> **READING PASSAGE**:
Although my family officially lives two and a half hours away from the Poconos in the suburbs of Philadelphia, our cabin on Lake Minisink has become a second home to me. With a large, clear lake, surrounding forests, and small cabins which date back to the beginning of the twentieth century, Lake Minisink truly provides a place for people to coincide and connect with nature.

In reality, Lake Minisink is a clean area due to the painstaking maintenance efforts of its cabin owners and state departments. Essentially, there are two types of people which Lake Minisink consistently attracts: those who enjoy their vacation by swimming and fishing in the lake, and those who spend their vacation partying. The trash I picked up reflected this separation. The first trash I collected was in my own yard. A deflated inner tube that someone forgot to store away until next summer had made its way to our cabin. Walking around the edge of the lake, I found a few cracked bobbers and several feet worth of stray fishing line, all signs of the avid, but sometimes careless fisherman. Soda and beer cans also frequented the area around the lake, along with candy wrappers and fast food bags. In total, I was able to fill one large trash bag.

> **SHORT TASK 1**:
From the start of the records through the line containing "[(285, 28)]", write out every line again, adding 101 to each x and y coordinate in the answers. Leave the pictures out.

Source data:

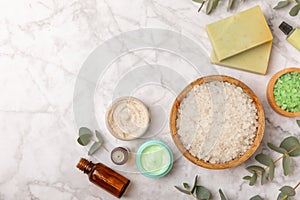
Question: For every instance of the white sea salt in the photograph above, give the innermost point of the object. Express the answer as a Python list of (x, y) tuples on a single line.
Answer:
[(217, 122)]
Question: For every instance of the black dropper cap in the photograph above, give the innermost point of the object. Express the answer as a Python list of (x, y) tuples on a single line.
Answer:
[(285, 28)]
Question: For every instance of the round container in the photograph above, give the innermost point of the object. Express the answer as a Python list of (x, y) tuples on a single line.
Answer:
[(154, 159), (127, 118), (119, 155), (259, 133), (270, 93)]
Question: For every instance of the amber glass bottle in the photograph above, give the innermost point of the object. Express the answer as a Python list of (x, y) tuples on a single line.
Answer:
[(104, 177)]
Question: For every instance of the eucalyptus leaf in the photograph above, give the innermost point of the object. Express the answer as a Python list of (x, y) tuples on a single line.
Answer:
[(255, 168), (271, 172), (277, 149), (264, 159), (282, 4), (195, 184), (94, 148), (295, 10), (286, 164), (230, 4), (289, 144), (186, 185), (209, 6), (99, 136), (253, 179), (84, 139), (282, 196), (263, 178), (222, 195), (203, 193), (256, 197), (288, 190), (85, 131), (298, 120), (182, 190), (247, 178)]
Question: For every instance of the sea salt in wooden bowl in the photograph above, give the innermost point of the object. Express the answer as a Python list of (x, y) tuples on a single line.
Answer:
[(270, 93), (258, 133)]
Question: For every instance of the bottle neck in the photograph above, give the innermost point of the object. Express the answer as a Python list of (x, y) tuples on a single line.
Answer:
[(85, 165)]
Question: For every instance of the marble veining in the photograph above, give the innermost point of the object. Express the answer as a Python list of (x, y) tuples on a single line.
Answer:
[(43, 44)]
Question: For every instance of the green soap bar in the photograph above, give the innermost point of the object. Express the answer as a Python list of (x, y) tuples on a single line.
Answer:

> **SHORT TASK 2**:
According to the essay about Lake Minisink, how much trash was collected in total?

> **WRITTEN REPLY 1**:
Question: For every instance of the white sea salt in the photograph above, give the innermost point of the object. Express the answer as a Python list of (x, y) tuples on a single line.
Answer:
[(318, 223)]
Question: For every instance of the black dropper cap in the photograph above, give the innermost point of the object. Express the answer as a Python list of (x, y) tuples on a single line.
Answer:
[(386, 129)]

> **WRITTEN REPLY 2**:
One large trash bag.